■ **WRITTEN REQUEST 1**:
In the PEP 627 post, what format does Fedora use to pack Python packages?
■ **WRITTEN REQUEST 2**:
Copy the passage of the PEP 627 post starting at "It could be" and ending at "database for this.".
■ **WRITTEN REQUEST 3**:
Write the next part of the PEP 627 post, picking up after its final sentence.

■ **PROVIDED TEXT**:
------------------------------------------------
PEP 627: Updating PEP 376; making RECORD optional in installed .dist-info

PEP 376, the current standard, specifies that the RECORD file is a mandatory part of the *.dist-info/ directory.

In Fedora, we pack Python packages in RPM, and we have trouble generating correct RECORD files. When a file changes (e.g. a shebang is adjusted), the hash needs to change. When a file is removed or added, that needs to be reflected in the RECORD. We don’t really have the tooling to reflect file-set changes in a file that’s also part of the set.
It could be possible to build Python-specific tooling for this. It seems the solution would be quite fragile. (Tell people to use python-mv instead of rm to remove files? Run a tool, ensuring it runs as the very last build step and hoping Python can be privileged enough to “own” the last step?) But it could probably be done.

But before we go there, I’d like to ask if RECORD is actually necessary at all.
I know it’s used to uninstall packages. But Using pip (or other PyPA-standard-based tools) to uninstall/update system-installed packages always results in a giant mess. RPM already has its own tooling and file database for this.
------------------------------------------------
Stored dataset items

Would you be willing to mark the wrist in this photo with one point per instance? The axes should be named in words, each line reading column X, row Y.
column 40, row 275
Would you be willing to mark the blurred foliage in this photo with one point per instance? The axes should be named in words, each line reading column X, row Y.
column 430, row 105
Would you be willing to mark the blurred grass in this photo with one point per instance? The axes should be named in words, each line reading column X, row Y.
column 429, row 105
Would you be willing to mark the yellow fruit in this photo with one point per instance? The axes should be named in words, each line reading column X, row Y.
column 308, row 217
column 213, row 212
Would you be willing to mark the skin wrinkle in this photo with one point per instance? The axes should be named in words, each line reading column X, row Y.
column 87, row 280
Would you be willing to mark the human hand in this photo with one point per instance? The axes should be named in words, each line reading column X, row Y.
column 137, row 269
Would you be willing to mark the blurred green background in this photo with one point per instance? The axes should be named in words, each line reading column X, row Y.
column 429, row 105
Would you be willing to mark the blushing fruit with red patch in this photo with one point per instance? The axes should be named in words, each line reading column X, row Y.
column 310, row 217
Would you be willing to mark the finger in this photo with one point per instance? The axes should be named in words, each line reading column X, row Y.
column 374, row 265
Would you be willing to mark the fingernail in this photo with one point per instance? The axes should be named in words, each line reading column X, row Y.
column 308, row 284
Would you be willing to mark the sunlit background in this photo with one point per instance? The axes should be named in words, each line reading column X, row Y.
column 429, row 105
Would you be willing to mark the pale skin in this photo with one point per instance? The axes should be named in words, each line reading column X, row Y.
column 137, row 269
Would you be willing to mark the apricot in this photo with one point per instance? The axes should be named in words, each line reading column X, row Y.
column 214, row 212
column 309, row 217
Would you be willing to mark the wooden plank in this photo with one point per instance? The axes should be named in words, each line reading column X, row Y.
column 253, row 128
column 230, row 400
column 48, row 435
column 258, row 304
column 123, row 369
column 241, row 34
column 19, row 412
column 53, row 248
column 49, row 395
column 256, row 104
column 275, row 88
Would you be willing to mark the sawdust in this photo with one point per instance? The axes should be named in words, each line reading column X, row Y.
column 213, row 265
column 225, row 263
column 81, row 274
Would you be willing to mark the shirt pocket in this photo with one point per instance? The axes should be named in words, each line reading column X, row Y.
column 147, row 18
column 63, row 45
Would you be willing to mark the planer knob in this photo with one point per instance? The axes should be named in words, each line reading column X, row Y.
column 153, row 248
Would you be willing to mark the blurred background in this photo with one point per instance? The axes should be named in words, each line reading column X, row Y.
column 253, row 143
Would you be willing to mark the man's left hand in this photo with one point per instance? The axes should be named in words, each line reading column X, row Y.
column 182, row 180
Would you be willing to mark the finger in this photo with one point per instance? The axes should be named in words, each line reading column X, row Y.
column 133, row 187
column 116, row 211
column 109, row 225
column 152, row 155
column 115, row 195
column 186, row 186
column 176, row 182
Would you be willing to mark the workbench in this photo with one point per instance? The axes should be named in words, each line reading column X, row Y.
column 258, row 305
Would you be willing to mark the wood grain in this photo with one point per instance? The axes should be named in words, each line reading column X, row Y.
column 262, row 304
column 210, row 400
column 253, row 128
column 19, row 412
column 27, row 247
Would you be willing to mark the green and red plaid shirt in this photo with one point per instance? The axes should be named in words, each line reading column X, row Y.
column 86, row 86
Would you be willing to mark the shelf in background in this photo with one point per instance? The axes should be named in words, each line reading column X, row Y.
------------------------------------------------
■ **EXPECTED ANSWER 1**:
Fedora packs Python packages in RPM.

■ **EXPECTED ANSWER 2**:
It could be possible to build Python-specific tooling for this. It seems the solution would be quite fragile. (Tell people to use python-mv instead of rm to remove files? Run a tool, ensuring it runs as the very last build step and hoping Python can be privileged enough to “own” the last step?) But it could probably be done.

But before we go there, I’d like to ask if RECORD is actually necessary at all.
I know it’s used to uninstall packages. But Using pip (or other PyPA-standard-based tools) to uninstall/update system-installed packages always results in a giant mess. RPM already has its own tooling and file database for this.

■ **EXPECTED ANSWER 3**:
I assume it can also be used to verifying integrity of the installation. Again, RPM has its own tools.
Is it useful for something else?

Could the PEP be updated to say e.g.:

The METADATA and INSTALLER files are mandatory. The REQUESTED and RECORD files may be missing.
If the RECORD file is missing, it will not be possible to use tooling to uninstall the package. An alternative way to uninstall the package should be provided.

Also, the PEP includes some scattered info of when the hash of a file can be left out (for .pyc files and RECORD itself), but doesn’t clearly specify when this can/should be the case. It also doesn’t mention the file size can be left empty, but from the examples it looks like it should be left empty whenever the hash is.
What are the rules here?

The PEP doesn’t read like a spec. Would it be a good idea to distill the actual spec out of the document, clarify it and put it under ?

1 Like

Probably, yes.

We’ve been moving things to the specifications page whenever we “touch” that area, like writing a PEP or something else.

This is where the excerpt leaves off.